* _ABOUT THIS EXERCISE_: In the Alpha Centauri passage, copy the part from "Both stars therefore" up to and including "nor too cold.", swapping "inner worlds" for "inner planets".

======== EXCERPT

WHEN a supernova explosion generated a shockwave that stirred a cloud of gas and dust into forming the Sun and its planets five billion years ago, it may also have instigated the creation of the Alpha Centauri system. Because, at 4.3 light years, this star system is the nearest to the Sun and represents our best hope of finding a habitable planet with the minimum of effort.

One of the two stars of Alpha (for Alpha is a double system) has an almost uncanny resemblance to the Sun. It is the same spectral type, the same colour, the same temperature and almost the same diameter. The other star, Alpha Centauri B, is also very similar although slightly redder and hence cooler.  


Moreover both these stars share with the Sun the unlikely ratio of one atom of iron to every 31,260 atoms of hydrogen, a ratio that no other star is known to possess. It may be that in seeking to travel to it, we will not be exploring an ``alien'' solar system at all, but one that is in some respects part of our own.

Alpha Centauri A and Alpha Centauri B make up a stable pair. They never approach each other more closely than eleven Earth‑Sun distances, less than the distance that Uranus is from the Sun. Therefore planets around either star would not be disturbed by the gravitational field of the other.

Both stars therefore stand a very good chance of having planets, perhaps roughly corresponding to the Sun's inner worlds of Mercury, Venus, Earth and Mars. And if these exist, a world may well circle each star that is neither too hot nor too cold.

================
======== ENTRIES PROVIDED

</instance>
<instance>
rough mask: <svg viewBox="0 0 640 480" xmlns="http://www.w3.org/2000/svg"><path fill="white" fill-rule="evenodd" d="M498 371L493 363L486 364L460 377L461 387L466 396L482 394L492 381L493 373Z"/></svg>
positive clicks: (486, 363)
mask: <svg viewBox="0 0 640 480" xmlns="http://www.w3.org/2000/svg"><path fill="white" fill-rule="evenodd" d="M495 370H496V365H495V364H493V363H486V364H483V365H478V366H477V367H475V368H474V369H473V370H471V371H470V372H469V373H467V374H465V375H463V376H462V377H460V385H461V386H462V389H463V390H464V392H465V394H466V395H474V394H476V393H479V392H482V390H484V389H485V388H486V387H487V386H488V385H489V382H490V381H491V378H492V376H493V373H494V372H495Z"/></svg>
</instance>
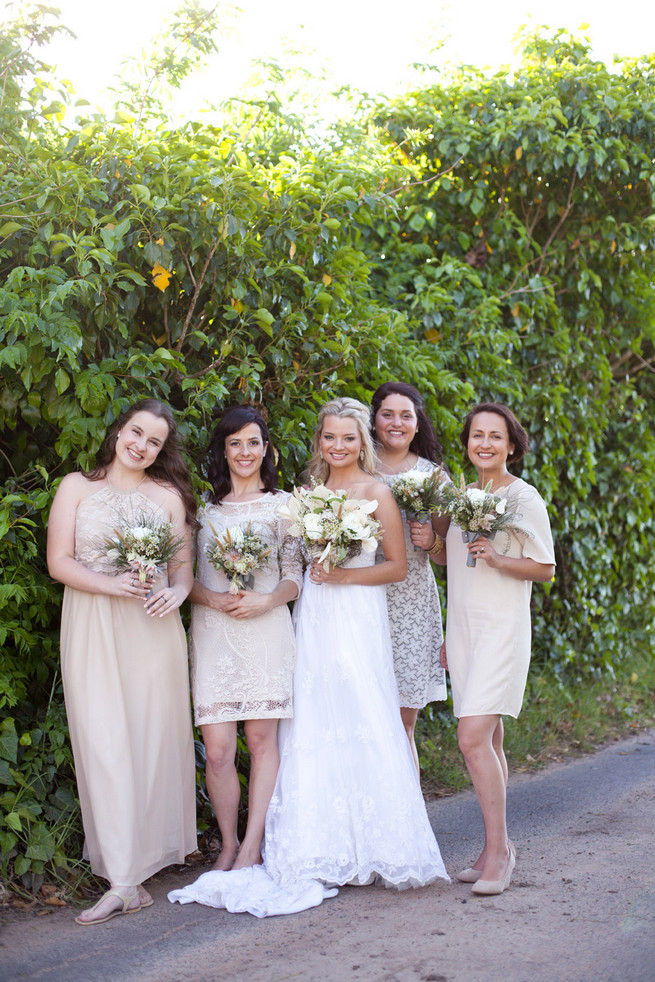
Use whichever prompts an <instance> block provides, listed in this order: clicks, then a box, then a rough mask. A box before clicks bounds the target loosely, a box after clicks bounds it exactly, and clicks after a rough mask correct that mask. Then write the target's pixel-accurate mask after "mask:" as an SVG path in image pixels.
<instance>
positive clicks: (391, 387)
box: [371, 382, 443, 464]
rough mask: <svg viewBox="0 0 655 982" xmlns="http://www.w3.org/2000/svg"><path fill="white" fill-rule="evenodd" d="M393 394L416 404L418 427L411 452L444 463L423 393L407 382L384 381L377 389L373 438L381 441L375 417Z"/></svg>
mask: <svg viewBox="0 0 655 982" xmlns="http://www.w3.org/2000/svg"><path fill="white" fill-rule="evenodd" d="M392 395H398V396H405V398H406V399H409V400H410V401H411V402H412V404H413V406H414V412H415V413H416V419H417V422H418V427H417V429H416V433H415V434H414V439H413V440H412V442H411V443H410V445H409V449H410V450H411V452H412V453H415V454H418V456H419V457H425V459H426V460H431V461H432V463H433V464H440V463H442V460H443V455H442V451H441V444H440V443H439V440H438V439H437V434H436V433H435V432H434V427H433V426H432V423H431V422H430V418H429V416H428V414H427V413H426V411H425V407H424V405H423V399H422V397H421V394H420V393H419V392H418V390H417V389H415V388H414V386H413V385H409V384H408V383H407V382H384V383H383V384H382V385H380V386H379V387H378V388H377V389H376V390H375V392H374V394H373V398H372V400H371V434H372V436H373V439H374V440H375V441H376V442H377V443H379V441H378V439H377V435H376V431H375V417H376V416H377V414H378V410H379V409H380V406H381V405H382V403H383V402H384V400H385V399H386V398H387V396H392Z"/></svg>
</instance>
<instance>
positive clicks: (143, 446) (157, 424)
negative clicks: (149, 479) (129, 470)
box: [116, 410, 168, 471]
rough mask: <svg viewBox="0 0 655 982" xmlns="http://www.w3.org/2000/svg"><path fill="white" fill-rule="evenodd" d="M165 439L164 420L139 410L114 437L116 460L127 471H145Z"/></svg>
mask: <svg viewBox="0 0 655 982" xmlns="http://www.w3.org/2000/svg"><path fill="white" fill-rule="evenodd" d="M167 437H168V423H167V422H166V420H165V419H162V418H161V417H160V416H154V415H153V414H152V413H149V412H145V411H143V410H140V411H139V412H136V413H134V414H133V415H132V416H130V418H129V419H128V420H127V422H126V423H125V424H124V425H123V427H122V428H121V430H120V432H119V433H118V435H117V437H116V459H117V460H118V461H119V462H120V463H121V464H122V465H123V466H124V467H127V468H128V469H129V470H132V471H134V470H146V468H148V467H150V465H151V464H152V463H154V461H155V460H156V458H157V455H158V454H159V451H160V450H161V448H162V447H163V446H164V444H165V443H166V439H167Z"/></svg>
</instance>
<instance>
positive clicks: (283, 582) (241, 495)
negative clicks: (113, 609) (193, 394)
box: [190, 406, 303, 870]
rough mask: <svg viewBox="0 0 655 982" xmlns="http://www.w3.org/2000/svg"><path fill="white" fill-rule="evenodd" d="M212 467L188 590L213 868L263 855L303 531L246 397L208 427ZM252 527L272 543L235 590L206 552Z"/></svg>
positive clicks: (271, 792) (289, 678)
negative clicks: (237, 753)
mask: <svg viewBox="0 0 655 982" xmlns="http://www.w3.org/2000/svg"><path fill="white" fill-rule="evenodd" d="M206 470H207V476H208V478H209V481H210V483H211V485H212V488H213V491H212V492H211V493H210V494H209V495H208V496H207V500H206V502H205V505H204V507H203V508H202V509H201V510H200V512H199V515H198V517H199V519H200V522H201V525H202V528H201V530H200V532H199V534H198V548H197V569H196V579H195V581H194V585H193V589H192V591H191V602H192V613H191V634H190V641H191V644H190V647H191V666H192V673H191V679H192V686H193V701H194V707H195V719H196V724H197V725H198V726H199V727H200V728H201V730H202V737H203V740H204V743H205V750H206V753H207V768H206V777H207V790H208V791H209V797H210V799H211V802H212V806H213V808H214V813H215V814H216V819H217V821H218V827H219V830H220V834H221V850H220V853H219V855H218V858H217V860H216V862H215V864H214V867H213V868H214V869H217V870H229V869H241V868H243V867H248V866H253V865H256V864H257V863H261V861H262V856H261V847H262V839H263V836H264V822H265V819H266V809H267V808H268V803H269V801H270V798H271V794H272V791H273V787H274V785H275V778H276V776H277V771H278V767H279V761H280V758H279V752H278V745H277V725H278V720H279V719H283V718H287V717H290V716H292V715H293V699H292V696H293V669H294V664H295V651H296V649H295V638H294V634H293V627H292V624H291V615H290V612H289V608H288V606H287V604H288V602H289V601H290V600H294V599H295V598H296V597H298V595H299V593H300V589H301V587H302V575H303V570H302V562H301V556H300V545H299V542H298V540H297V539H294V538H292V537H291V536H289V535H288V532H287V529H288V526H289V523H288V522H286V521H285V520H283V519H282V518H280V517H279V516H278V514H277V512H278V509H279V508H280V506H281V505H282V503H283V502H284V501H286V499H287V498H288V497H289V495H288V494H287V493H286V492H283V491H278V490H277V489H276V483H277V474H276V470H275V465H274V461H273V450H272V447H271V442H270V437H269V433H268V428H267V426H266V422H265V420H264V418H263V417H262V416H261V415H260V413H258V412H257V410H255V409H253V408H251V407H250V406H234V407H232V408H231V409H228V410H227V411H226V412H225V414H224V415H223V417H222V418H221V420H220V421H219V423H218V425H217V426H216V428H215V430H214V433H213V434H212V438H211V442H210V446H209V455H208V464H207V468H206ZM248 523H251V528H252V531H253V532H254V533H255V534H257V535H258V536H259V537H260V538H261V539H262V540H263V541H264V542H265V543H266V545H267V546H268V547H269V548H270V550H271V551H270V554H269V556H268V557H267V558H266V560H265V565H264V566H262V568H260V569H257V570H255V572H254V588H253V589H252V590H240V591H239V593H238V594H236V595H235V594H232V593H230V592H229V581H228V579H227V577H226V576H225V574H224V573H222V572H220V571H218V570H217V569H216V568H215V567H214V566H213V565H212V564H211V563H210V562H209V561H208V559H207V556H206V554H205V547H206V546H207V544H208V543H209V542H210V541H211V538H212V527H213V529H214V530H215V531H216V532H217V533H218V534H219V535H223V534H224V533H225V531H226V530H227V529H228V528H234V527H236V526H239V527H241V528H242V529H243V528H245V527H246V526H247V525H248ZM239 720H243V721H245V733H246V741H247V743H248V749H249V751H250V783H249V793H248V823H247V827H246V833H245V836H244V839H243V842H242V843H241V844H239V840H238V837H237V819H238V811H239V801H240V797H241V786H240V783H239V776H238V774H237V770H236V766H235V754H236V746H237V721H239Z"/></svg>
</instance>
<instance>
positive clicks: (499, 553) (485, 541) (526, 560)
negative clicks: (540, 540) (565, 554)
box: [467, 538, 555, 583]
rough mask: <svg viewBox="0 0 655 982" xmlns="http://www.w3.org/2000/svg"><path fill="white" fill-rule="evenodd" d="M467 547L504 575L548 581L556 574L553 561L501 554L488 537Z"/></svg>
mask: <svg viewBox="0 0 655 982" xmlns="http://www.w3.org/2000/svg"><path fill="white" fill-rule="evenodd" d="M467 549H468V551H469V552H470V553H471V555H472V556H475V558H476V559H484V561H485V562H486V563H487V565H488V566H491V568H492V569H497V570H498V572H499V573H502V574H503V575H504V576H511V577H512V579H513V580H532V581H533V582H534V583H547V582H548V580H552V578H553V576H554V575H555V566H554V565H553V564H552V563H538V562H537V561H536V559H529V558H528V557H527V556H516V557H514V556H501V555H500V553H498V552H496V550H495V549H494V547H493V544H492V542H491V541H490V540H489V539H486V538H480V539H476V541H475V542H469V543H468V545H467Z"/></svg>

================

* _SOLVED PROBLEM_:
Both stars therefore stand a very good chance of having planets, perhaps roughly corresponding to the Sun's inner planets of Mercury, Venus, Earth and Mars. And if these exist, a world may well circle each star that is neither too hot nor too cold.